After the lease agreement was signed on 5 September 1958, the unit, designated KT-79 (KT – torpedo boat), was incorporated into the Polish Navy on 11 October 1958 by order of the Commander of the Navy (No. 044/Org.), along with its sister ships KT-71, KT-72, KT-73, KT-74, KT-75, KT-76, KT-77, KT-78, KT-91, and KT-92. Initially, the vessel was part of the Torpedo Boat Squadron stationed in Gdynia, which was restructured in November 1958 into the Torpedo Boat Brigade, also based in Gdynia. On 1 January 1960, the vessel's hull number was changed to 409. After the lease period ended, the unit was purchased by the Polish Navy on 1 January 1962 for 120,000 PLN. Following a reorganization in 1965, the Torpedo Boat Brigade was renamed the 3rd Torpedo Boat Brigade, and the vessel was assigned to the 2nd Torpedo Boat Squadron.

During its long service, the boat (like other Polish P 6-class units) was intensively used, participating in exercises and maneuvers, and many naval specialists were trained aboard it. The vessel ended its service on 31 December 1967 (by order of the Commander of the Navy No. 072/Org. of 20 November that year). It was designated for conversion into a target ship under the name KS-1. The conversion was planned to take place at the Inland Shipyard in Pleniewo, but due to the poor condition of the hull, it was ultimately abandoned. By order of the Commander of the Navy No. 041/Org. of 1 September 1970, the vessel was struck from the naval register as of 1 January 1971.

_ _ _

• _Work required_
Give every order number of the Commander of the Navy that the passage on the torpedo boat KT-79 cites.

• _Dataset extract_

_ _ _

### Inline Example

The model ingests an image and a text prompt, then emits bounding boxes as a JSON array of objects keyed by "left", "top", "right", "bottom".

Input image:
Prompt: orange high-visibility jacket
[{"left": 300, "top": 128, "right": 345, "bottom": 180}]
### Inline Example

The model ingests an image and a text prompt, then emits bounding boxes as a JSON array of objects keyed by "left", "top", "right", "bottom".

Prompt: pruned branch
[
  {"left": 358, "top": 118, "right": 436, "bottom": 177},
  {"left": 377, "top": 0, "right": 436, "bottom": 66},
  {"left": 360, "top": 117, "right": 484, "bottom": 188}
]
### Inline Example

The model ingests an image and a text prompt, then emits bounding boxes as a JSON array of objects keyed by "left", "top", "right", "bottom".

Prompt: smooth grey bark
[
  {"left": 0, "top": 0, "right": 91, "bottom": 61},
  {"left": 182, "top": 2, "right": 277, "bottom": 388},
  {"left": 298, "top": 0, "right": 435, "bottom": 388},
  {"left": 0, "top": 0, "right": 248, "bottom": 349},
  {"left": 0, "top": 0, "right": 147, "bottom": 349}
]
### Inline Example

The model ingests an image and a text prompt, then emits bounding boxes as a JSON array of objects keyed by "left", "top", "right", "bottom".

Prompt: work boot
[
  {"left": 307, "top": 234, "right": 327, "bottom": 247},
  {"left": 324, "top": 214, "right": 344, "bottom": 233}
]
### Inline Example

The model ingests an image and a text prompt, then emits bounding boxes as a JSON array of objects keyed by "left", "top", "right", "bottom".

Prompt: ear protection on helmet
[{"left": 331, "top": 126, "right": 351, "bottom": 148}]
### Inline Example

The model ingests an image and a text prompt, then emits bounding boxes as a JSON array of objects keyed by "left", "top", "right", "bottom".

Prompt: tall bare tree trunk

_ _ _

• _Result_
No. 044/Org., No. 072/Org., No. 041/Org.